__Data for the task__.
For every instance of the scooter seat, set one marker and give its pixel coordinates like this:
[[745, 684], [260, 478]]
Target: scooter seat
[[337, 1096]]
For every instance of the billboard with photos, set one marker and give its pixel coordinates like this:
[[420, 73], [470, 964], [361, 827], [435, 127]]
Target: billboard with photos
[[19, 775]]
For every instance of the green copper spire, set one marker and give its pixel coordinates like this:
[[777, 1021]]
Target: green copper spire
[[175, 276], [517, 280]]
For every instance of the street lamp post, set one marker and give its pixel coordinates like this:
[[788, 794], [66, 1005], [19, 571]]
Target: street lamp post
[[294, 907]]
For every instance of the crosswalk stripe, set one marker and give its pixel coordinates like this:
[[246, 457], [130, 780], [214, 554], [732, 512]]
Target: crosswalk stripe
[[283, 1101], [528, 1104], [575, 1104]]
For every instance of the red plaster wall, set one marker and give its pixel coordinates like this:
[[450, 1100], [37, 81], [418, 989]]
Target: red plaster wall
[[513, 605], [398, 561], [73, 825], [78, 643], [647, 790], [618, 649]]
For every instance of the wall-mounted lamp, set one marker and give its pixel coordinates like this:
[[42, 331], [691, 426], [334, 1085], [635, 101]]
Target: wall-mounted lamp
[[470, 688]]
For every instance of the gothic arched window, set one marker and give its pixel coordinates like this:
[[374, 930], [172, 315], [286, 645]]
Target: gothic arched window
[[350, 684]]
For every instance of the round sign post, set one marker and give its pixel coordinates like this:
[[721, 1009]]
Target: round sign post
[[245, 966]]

* * *

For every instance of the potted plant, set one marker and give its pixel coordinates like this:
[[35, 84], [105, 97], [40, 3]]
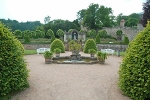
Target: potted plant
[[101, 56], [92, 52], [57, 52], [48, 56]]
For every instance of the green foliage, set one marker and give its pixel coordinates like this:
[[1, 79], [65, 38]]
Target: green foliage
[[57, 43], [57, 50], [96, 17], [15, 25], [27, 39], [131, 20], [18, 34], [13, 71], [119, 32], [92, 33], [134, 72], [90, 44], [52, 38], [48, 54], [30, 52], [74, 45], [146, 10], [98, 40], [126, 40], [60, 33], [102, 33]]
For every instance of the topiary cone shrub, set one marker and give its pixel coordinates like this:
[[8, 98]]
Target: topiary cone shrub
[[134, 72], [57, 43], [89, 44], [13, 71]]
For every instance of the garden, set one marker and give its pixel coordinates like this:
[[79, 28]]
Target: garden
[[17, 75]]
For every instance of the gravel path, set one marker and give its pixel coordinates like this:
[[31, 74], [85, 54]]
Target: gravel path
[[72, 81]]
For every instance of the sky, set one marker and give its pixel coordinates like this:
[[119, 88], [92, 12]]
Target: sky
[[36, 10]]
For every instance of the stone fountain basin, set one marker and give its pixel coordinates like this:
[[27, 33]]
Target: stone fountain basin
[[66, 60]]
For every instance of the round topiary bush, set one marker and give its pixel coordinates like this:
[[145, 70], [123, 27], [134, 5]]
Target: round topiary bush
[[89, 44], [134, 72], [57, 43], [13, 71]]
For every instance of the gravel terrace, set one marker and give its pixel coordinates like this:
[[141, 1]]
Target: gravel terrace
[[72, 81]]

==

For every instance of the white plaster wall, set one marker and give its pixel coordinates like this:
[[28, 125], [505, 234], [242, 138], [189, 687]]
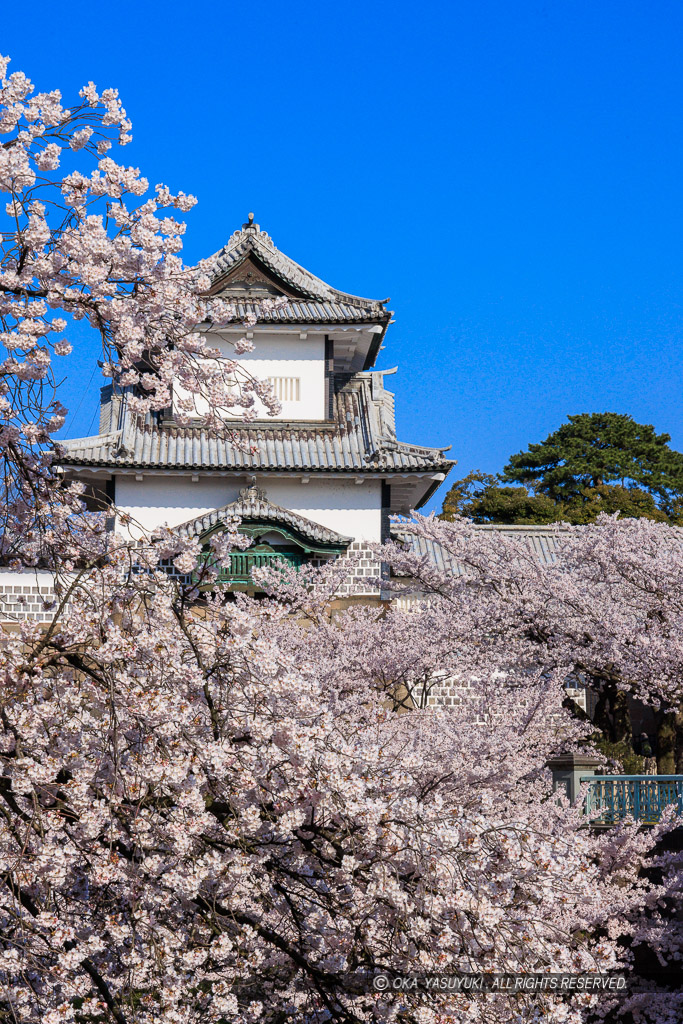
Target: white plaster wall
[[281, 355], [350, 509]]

__The problem__.
Going by the entries above, repeat exactly the lines that start at the line with "For every instance of the potted" and go on through the line with "[[1, 79], [65, 38]]". Pictures are not part of the copy.

__Written solution__.
For every instance of the potted plant, set one marker and give its pixel coordinates like this:
[[35, 84], [105, 97], [40, 3]]
Target: potted plant
[[101, 56], [92, 52], [57, 52], [48, 56]]
For every instance of the green foliage, set one marker and give its pixel coordinates like this:
[[1, 79], [65, 38]]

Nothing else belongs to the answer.